# Assignment: Recognize handwritten digits

In this article, You are going to build an app that recognizes handwritten digits from the famous MNIST machine learning dataset:

![MNIST digits](./assets/mnist.png)

Your app must read these images of handwritten digits and correctly predict which digit is visible in each image.

This may seem like an easy challenge, but look at this:

![Difficult MNIST digits](./assets/mnist_hard.png)

These are a couple of digits from the dataset. Are you able to identify each one? It probably won’t surprise you to hear that the human error rate on this exercise is around 2.5%.

The first thing you will need for your app is a data file with images of handwritten digits. We will not use the original MNIST data because it's stored in a nonstandard binary format.

Instead, we'll use these excellent [CSV files](https://www.kaggle.com/oddrationale/mnist-in-csv/) prepared by Daniel Dato on Kaggle.

The training and testing files **mnist_train.csv** and **mnist_test.csv** have already been downloaded and are available to your code. There are 50,000 images in the training file and 10,000 in the test file. Each image is monochrome and resized to 28x28 pixels.

The training file looks like this:

![Data file](./assets/datafile.png)

It’s a CSV file with 785 columns:

* The first column contains the label. It tells us which one of the 10 possible digits is visible in the image.
* The next 784 columns are the pixel intensity values (0..255) for each pixel in the image, counting from left to right and top to bottom.

You are going to build a multiclass classification machine learning model that reads in all 785 columns, and then makes a prediction for each digit in the dataset.

◆ What you are asked to do:
Print the passage of the MNIST digit recognition assignment starting with "In this article, You" and going on through "is around 2.5%.", word for word.

Excerpts of location labeling data:

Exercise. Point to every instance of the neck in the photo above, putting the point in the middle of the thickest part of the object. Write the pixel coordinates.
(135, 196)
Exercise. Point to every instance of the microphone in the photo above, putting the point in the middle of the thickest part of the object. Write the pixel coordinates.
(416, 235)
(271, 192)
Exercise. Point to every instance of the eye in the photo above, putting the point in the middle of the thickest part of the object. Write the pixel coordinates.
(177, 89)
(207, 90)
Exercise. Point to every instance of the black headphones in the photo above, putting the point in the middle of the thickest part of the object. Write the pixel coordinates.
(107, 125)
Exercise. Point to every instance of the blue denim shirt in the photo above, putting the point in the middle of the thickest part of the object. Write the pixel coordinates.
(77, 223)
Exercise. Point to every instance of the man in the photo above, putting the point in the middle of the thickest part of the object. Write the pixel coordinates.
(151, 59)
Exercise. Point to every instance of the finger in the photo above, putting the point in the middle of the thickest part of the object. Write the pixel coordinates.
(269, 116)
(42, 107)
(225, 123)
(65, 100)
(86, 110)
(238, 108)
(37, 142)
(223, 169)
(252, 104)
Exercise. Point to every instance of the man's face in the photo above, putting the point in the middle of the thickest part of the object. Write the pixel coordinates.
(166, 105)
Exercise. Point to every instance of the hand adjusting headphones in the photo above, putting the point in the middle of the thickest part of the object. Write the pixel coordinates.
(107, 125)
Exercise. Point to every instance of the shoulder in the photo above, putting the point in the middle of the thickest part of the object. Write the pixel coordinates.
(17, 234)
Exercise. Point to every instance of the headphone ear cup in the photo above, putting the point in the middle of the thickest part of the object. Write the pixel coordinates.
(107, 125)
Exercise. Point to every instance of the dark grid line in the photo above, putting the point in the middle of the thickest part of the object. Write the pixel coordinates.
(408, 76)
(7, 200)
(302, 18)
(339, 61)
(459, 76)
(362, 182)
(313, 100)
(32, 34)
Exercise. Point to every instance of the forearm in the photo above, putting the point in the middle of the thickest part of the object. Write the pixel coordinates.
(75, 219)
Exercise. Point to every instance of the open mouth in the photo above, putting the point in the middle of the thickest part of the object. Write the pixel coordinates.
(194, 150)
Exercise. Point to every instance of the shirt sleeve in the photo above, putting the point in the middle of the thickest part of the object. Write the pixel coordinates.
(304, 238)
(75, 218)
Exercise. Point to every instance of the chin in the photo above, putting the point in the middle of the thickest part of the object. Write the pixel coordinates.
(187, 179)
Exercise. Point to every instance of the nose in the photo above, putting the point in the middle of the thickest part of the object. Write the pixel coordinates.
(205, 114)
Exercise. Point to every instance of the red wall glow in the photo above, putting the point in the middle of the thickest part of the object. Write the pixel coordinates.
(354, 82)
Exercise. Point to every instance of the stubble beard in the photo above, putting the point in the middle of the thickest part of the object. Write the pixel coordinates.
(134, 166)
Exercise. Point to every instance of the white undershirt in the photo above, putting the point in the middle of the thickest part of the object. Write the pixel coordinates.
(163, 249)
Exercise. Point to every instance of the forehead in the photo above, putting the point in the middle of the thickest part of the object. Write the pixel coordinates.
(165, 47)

◆ Written solution:
In this article, You are going to build an app that recognizes handwritten digits from the famous MNIST machine learning dataset:

![MNIST digits](./assets/mnist.png)

Your app must read these images of handwritten digits and correctly predict which digit is visible in each image.

This may seem like an easy challenge, but look at this:

![Difficult MNIST digits](./assets/mnist_hard.png)

These are a couple of digits from the dataset. Are you able to identify each one? It probably won’t surprise you to hear that the human error rate on this exercise is around 2.5%.